Challenge | Update the part of the entries that opens at their start and closes with the line containing "24, 265, 32]]", replacing "railing" with "guardrail". Return only those lines, with everything else unchanged.

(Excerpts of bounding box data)

◇ ◇ ◇ ◇

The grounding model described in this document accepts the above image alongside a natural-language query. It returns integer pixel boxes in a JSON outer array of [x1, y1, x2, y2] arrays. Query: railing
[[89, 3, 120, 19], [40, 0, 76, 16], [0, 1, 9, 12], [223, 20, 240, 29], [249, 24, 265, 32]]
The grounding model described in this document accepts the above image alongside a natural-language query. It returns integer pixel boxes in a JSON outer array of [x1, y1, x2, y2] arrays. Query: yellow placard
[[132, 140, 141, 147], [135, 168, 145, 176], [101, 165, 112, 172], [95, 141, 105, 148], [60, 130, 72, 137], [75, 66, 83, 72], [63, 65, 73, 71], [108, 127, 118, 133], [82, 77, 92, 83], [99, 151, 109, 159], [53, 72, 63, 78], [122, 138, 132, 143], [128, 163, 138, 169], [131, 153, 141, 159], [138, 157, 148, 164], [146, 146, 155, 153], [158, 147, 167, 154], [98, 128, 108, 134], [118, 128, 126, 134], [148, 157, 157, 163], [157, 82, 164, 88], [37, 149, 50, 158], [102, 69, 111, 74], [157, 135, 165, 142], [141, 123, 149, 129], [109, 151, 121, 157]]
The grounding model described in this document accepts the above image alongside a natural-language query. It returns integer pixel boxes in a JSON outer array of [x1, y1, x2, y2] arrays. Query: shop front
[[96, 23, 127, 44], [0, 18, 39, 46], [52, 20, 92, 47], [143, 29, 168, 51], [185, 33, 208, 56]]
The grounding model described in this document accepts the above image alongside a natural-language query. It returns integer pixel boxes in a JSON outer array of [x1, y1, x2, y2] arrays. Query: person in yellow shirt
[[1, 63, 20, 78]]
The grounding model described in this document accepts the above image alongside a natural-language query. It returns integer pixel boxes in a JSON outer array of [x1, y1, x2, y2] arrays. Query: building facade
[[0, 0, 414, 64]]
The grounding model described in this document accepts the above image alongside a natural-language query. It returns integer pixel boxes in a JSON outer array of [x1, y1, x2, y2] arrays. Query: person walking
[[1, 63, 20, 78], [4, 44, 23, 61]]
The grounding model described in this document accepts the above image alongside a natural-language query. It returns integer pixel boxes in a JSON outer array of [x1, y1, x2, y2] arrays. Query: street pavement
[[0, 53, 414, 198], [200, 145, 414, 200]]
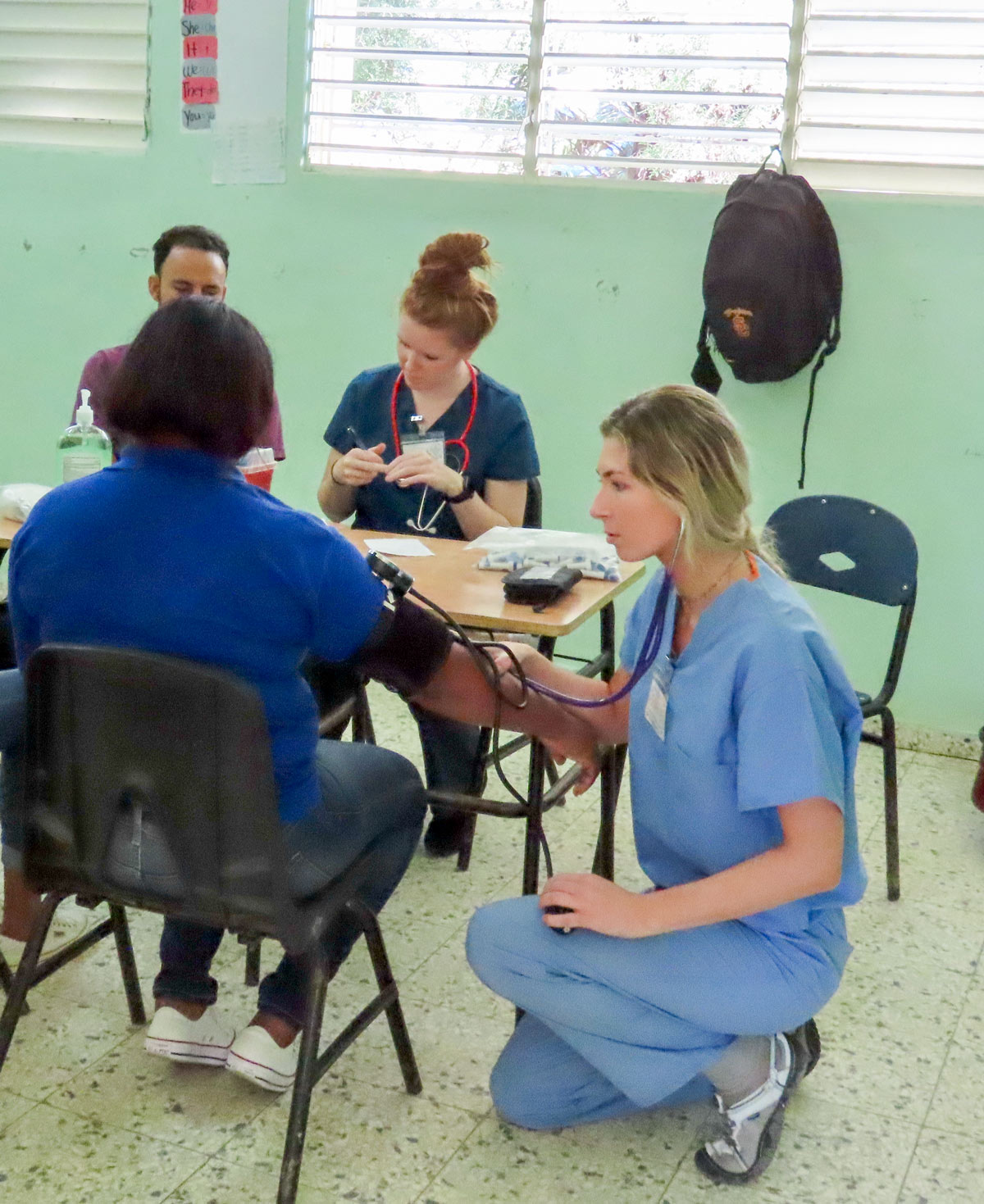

◇ ◇ ◇ ◇

Result for this task |
The grounding model described in this document accepts the above image alongside a natural-language query. It returns integer pixel boxes in a JSON outer array of [x1, y1, x2, y2] arrays. Query: guardrail
[[89, 3, 120, 19], [40, 0, 76, 16], [0, 1, 9, 12], [223, 20, 240, 29], [249, 24, 265, 32]]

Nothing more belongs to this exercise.